**Exercise brief**
Nothing but the lines from the one with "low vegetation, dropping" to the final line should be returned, each exactly as it appears.

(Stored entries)
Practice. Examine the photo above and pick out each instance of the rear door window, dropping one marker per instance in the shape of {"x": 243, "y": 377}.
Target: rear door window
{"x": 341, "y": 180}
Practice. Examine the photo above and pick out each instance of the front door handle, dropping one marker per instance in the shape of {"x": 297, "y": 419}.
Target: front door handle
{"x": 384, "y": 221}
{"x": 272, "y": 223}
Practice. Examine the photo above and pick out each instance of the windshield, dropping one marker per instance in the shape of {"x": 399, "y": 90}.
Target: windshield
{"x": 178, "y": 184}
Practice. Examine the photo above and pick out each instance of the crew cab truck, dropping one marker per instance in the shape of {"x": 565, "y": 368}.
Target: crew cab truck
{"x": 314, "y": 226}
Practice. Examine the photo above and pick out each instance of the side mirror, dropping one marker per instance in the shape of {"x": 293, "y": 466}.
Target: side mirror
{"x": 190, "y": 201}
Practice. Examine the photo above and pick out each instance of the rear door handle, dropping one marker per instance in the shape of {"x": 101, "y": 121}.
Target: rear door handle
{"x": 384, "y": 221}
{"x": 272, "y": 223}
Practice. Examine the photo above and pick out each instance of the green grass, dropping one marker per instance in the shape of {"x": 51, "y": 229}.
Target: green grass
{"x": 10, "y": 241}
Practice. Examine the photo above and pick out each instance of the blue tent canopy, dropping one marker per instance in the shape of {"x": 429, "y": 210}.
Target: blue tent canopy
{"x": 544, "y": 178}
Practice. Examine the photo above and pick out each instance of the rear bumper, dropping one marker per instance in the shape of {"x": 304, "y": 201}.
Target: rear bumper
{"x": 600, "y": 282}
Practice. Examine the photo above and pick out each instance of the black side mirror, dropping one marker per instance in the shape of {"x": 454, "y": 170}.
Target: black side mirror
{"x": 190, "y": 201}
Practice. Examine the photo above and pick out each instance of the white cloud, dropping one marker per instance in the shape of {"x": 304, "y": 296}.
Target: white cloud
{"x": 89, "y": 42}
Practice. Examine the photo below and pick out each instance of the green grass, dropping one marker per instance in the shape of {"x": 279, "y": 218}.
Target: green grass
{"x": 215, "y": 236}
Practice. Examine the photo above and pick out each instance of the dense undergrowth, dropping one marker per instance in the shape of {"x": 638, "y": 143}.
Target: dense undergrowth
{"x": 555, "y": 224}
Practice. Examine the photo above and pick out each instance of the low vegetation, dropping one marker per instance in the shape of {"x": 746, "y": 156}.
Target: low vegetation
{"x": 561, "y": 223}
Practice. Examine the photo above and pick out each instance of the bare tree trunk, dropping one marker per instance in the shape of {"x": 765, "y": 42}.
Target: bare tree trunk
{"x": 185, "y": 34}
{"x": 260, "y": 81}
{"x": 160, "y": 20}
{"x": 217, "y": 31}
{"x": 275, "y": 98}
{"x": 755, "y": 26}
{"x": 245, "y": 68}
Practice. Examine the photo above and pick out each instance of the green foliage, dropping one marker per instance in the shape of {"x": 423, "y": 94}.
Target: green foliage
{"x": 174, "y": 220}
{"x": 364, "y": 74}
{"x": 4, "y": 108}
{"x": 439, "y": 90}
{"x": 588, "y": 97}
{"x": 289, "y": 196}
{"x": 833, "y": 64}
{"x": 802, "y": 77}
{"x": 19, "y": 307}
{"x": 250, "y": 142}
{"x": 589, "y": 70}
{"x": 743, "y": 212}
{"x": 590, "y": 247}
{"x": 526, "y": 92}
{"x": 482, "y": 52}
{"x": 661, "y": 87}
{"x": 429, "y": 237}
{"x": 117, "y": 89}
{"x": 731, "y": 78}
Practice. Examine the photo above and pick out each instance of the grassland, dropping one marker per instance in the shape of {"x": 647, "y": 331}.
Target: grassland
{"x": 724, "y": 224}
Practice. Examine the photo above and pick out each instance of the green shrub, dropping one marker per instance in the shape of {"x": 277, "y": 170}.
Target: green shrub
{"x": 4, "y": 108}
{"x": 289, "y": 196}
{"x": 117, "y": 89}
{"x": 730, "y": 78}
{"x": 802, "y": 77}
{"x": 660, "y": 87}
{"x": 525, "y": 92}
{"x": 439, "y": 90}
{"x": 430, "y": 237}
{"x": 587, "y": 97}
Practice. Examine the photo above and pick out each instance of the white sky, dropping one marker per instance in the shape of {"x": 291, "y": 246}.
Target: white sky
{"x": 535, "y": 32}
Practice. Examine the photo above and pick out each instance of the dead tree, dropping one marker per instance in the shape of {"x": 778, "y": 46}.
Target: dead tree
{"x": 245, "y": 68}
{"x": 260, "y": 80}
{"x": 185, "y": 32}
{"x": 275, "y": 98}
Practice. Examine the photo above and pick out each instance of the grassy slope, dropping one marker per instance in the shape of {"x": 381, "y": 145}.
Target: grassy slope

**Expected output**
Practice. Examine the photo above and pick out each instance of the low vegetation, dropping one marker per instance in the shape of {"x": 746, "y": 156}.
Target: low vegetation
{"x": 561, "y": 223}
Practice. Examine the photo above and pick out each instance of the bare tree trunk, dropping one marker per instance in the shape of {"x": 765, "y": 42}.
Target: bare tree trunk
{"x": 185, "y": 34}
{"x": 260, "y": 81}
{"x": 160, "y": 20}
{"x": 217, "y": 31}
{"x": 275, "y": 98}
{"x": 755, "y": 26}
{"x": 245, "y": 68}
Practice. Examine the photo above and pick out each instance of the green foliage, dropping one marker per instance in the shape of {"x": 423, "y": 94}.
Target: green foliage
{"x": 174, "y": 220}
{"x": 364, "y": 74}
{"x": 4, "y": 108}
{"x": 439, "y": 90}
{"x": 588, "y": 97}
{"x": 289, "y": 196}
{"x": 833, "y": 64}
{"x": 802, "y": 77}
{"x": 19, "y": 307}
{"x": 250, "y": 142}
{"x": 589, "y": 70}
{"x": 743, "y": 212}
{"x": 590, "y": 247}
{"x": 526, "y": 92}
{"x": 482, "y": 52}
{"x": 661, "y": 87}
{"x": 429, "y": 237}
{"x": 117, "y": 89}
{"x": 731, "y": 78}
Practice. Examine the photo above and pick out each instance of the grassland, dropping one marker per instance in the shape of {"x": 647, "y": 331}.
Target: grassland
{"x": 724, "y": 224}
Practice. Examine the photo above and pick out each instance of the green shrub, dropping one marker per instance in the shape of {"x": 277, "y": 170}.
Target: green shrub
{"x": 4, "y": 108}
{"x": 289, "y": 196}
{"x": 117, "y": 89}
{"x": 730, "y": 78}
{"x": 802, "y": 77}
{"x": 660, "y": 87}
{"x": 525, "y": 92}
{"x": 439, "y": 90}
{"x": 430, "y": 237}
{"x": 587, "y": 97}
Practice. Examine the photo above and pick out each instance of the white sky, dropping one marker per instance in the shape of {"x": 291, "y": 246}.
Target: white sky
{"x": 535, "y": 32}
Practice. Examine the photo above and pick out each instance of the dead tree, dropping one marker per instance in the shape of {"x": 778, "y": 46}.
Target: dead tree
{"x": 245, "y": 68}
{"x": 260, "y": 80}
{"x": 185, "y": 32}
{"x": 275, "y": 98}
Practice. Examine the photo above and pick out each instance of the grassy slope, dropping one marker per instance in the shape of {"x": 381, "y": 145}.
Target: grassy slope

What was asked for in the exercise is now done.